- Requirement: Each record needs to be echoed exactly; can you do that?

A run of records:
= = =

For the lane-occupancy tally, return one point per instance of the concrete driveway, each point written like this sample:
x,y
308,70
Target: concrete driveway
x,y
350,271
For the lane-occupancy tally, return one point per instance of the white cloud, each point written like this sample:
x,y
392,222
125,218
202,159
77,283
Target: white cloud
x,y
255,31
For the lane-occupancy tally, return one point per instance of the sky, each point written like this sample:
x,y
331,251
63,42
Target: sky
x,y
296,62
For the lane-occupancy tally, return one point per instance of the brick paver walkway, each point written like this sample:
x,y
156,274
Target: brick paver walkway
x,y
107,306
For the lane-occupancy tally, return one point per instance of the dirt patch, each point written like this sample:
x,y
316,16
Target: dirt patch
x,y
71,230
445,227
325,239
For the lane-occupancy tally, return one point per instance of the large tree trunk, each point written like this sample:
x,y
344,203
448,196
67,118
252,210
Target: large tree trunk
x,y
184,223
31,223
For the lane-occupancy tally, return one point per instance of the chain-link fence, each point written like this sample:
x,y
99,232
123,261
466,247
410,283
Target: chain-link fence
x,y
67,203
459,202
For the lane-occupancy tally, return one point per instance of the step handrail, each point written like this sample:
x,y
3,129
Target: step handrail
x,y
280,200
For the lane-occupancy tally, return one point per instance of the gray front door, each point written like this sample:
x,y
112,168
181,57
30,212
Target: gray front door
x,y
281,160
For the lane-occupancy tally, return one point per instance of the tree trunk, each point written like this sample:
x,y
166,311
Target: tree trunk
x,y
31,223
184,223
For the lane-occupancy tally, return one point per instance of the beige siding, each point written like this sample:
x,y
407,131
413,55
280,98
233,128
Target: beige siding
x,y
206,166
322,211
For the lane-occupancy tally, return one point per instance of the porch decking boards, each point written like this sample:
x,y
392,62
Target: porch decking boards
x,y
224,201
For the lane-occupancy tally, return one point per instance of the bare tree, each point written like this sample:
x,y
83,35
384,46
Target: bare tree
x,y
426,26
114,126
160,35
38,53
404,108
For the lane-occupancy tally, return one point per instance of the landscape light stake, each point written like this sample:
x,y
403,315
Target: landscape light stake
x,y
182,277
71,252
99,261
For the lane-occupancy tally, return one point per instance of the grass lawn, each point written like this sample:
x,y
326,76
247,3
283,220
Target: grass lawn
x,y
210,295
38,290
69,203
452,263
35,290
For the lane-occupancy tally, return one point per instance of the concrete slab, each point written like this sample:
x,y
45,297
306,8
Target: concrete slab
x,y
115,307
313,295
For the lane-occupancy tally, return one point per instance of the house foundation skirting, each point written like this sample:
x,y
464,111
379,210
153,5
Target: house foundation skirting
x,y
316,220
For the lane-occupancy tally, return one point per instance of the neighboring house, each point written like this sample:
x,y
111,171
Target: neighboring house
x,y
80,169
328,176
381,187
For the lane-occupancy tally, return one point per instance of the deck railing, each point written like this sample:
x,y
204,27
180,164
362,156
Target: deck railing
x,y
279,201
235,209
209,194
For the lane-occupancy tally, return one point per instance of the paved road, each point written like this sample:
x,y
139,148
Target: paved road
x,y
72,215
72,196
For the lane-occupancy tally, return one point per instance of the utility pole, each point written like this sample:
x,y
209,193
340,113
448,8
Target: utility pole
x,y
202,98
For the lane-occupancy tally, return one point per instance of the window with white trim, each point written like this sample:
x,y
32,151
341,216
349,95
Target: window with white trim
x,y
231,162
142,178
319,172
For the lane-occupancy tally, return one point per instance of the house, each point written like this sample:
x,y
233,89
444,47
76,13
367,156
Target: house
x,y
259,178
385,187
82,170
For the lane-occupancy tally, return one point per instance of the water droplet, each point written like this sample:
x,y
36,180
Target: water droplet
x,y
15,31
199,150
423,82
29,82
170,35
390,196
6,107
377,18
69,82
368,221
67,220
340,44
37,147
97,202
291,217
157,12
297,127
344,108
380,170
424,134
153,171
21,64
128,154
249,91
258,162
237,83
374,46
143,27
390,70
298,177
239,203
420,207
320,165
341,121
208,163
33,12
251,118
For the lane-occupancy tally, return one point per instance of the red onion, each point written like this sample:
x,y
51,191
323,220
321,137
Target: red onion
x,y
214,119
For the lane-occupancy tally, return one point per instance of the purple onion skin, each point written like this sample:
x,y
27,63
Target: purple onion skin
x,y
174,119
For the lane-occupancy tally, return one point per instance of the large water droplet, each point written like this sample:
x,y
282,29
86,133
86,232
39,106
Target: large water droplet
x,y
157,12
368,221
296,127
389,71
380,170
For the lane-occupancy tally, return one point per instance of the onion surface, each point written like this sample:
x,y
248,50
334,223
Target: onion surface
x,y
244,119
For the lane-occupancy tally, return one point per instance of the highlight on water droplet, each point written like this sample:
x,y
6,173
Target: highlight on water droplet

= = =

- Solution for this problem:
For the lane-occupancy tally, return one point per instance of the concrete driveway, each point written like this sample:
x,y
308,70
Target: concrete driveway
x,y
350,271
For the lane-occupancy tally, return one point per instance of the white cloud, each point written like this sample:
x,y
392,222
125,218
202,159
77,283
Target: white cloud
x,y
255,31
For the lane-occupancy tally, return one point per instance of the sky, each point written like this sample:
x,y
331,251
63,42
Target: sky
x,y
296,62
For the lane-occupancy tally, return one point per instance of the brick paver walkway, each point written like this sample:
x,y
156,274
Target: brick paver walkway
x,y
107,306
For the lane-occupancy tally, return one point per instance of the dirt patch, each point written like this sample:
x,y
316,16
Target: dirt patch
x,y
71,230
445,227
325,239
For the lane-occupancy tally, return one point per instance of the large tree trunk, each point written like this sample:
x,y
344,203
448,196
67,118
252,210
Target: large tree trunk
x,y
184,223
31,223
For the lane-occupancy tally, return one point per instance of the chain-link fence, each point written like this sample:
x,y
99,232
123,261
466,247
410,283
Target: chain-link fence
x,y
67,203
459,202
For the lane-occupancy tally, return one point per instance of the step handrail, each point written like this sample:
x,y
3,129
Target: step handrail
x,y
280,200
For the lane-occupancy tally, return one point per instance of the gray front door, each point written like this sample:
x,y
112,168
181,57
30,212
Target: gray front door
x,y
281,160
For the lane-occupancy tally, return one point per instance of the tree trunk, each point written like this sample:
x,y
166,311
Target: tree trunk
x,y
31,223
184,223
For the lane-occupancy tally, return one point per instance of the beige siding, each point written like this sample:
x,y
407,131
413,55
280,98
233,128
Target: beige siding
x,y
206,166
322,211
For the lane-occupancy tally, return one point per instance of the porch decking boards, each point written like this sample:
x,y
392,62
Target: porch decking boards
x,y
224,201
For the lane-occupancy tally, return one point per instance of the bare tree, each point written like this sample:
x,y
83,35
384,46
Target: bare tree
x,y
426,26
114,126
160,35
38,53
404,108
For the lane-occupancy tally, return one point per instance of the landscape light stake, each point written like this sample:
x,y
403,315
Target: landscape light stake
x,y
182,277
71,252
99,261
For the lane-occupancy tally, return one point per instance of the grass lawn, each point written like this sample:
x,y
326,76
247,3
283,220
Target: grass lawn
x,y
210,295
38,290
69,203
452,263
35,290
For the lane-occupancy tally, return one point per instance of the concrete slab, each point written like this sample:
x,y
45,297
306,8
Target: concrete slab
x,y
115,307
313,295
For the lane-occupancy tally, return one point per instance of the house foundation skirting, each point written like this sample:
x,y
464,111
379,210
153,5
Target: house foundation skirting
x,y
316,220
For the lane-occupancy tally, return one point per instance of the neighboring house, each point written like this sample:
x,y
111,171
Target: neighboring house
x,y
80,169
328,176
381,187
For the lane-occupancy tally, return one point per instance of the deck railing, each point written like this sample:
x,y
204,27
180,164
362,156
Target: deck railing
x,y
279,201
235,209
209,194
For the lane-occupancy tally, return one point per instance of the paved road, each point written like this sample:
x,y
139,148
Target: paved road
x,y
72,215
72,196
For the lane-occupancy tally, return one point per instance of the utility pole, each point written like this sample:
x,y
209,193
340,113
448,8
Target: utility pole
x,y
202,98
For the lane-occupancy tally, return one point per instance of the window with white trim, each point written like this sample:
x,y
32,151
341,216
349,95
Target: window with white trim
x,y
231,162
142,178
319,172
For the lane-occupancy tally, return one point per instance of the house, each point written like this sample:
x,y
233,89
444,47
76,13
367,156
Target: house
x,y
259,178
385,187
82,170
For the lane-occupancy tally, return one point per instance of the water droplet, each point written like this sample:
x,y
36,180
Target: water droplet
x,y
15,31
199,150
423,82
29,82
170,35
390,196
6,107
377,18
69,82
368,221
67,220
340,44
37,147
97,202
291,217
157,12
297,127
344,108
380,170
424,134
153,171
21,64
128,154
249,91
258,162
237,83
374,46
143,27
390,70
298,177
239,203
420,207
320,165
341,121
208,163
33,12
251,118
For the lane-occupancy tally, return one point per instance of the red onion, each point written like this sample:
x,y
51,191
323,220
321,137
Target: red onion
x,y
214,119
For the lane-occupancy tally, return one point per instance of the purple onion skin, each point written like this sample:
x,y
27,63
Target: purple onion skin
x,y
174,119
For the lane-occupancy tally, return one point per instance of the large water droplet, each point written like this sample:
x,y
282,29
86,133
86,232
39,106
Target: large water droplet
x,y
157,12
368,221
296,127
389,71
380,170
For the lane-occupancy tally, return one point per instance of the onion surface, each point written like this sample:
x,y
248,50
334,223
Target: onion surface
x,y
244,119
For the lane-occupancy tally, return one point per instance of the highlight on water droplet, each point written like this sample:
x,y
6,173
Target: highlight on water droplet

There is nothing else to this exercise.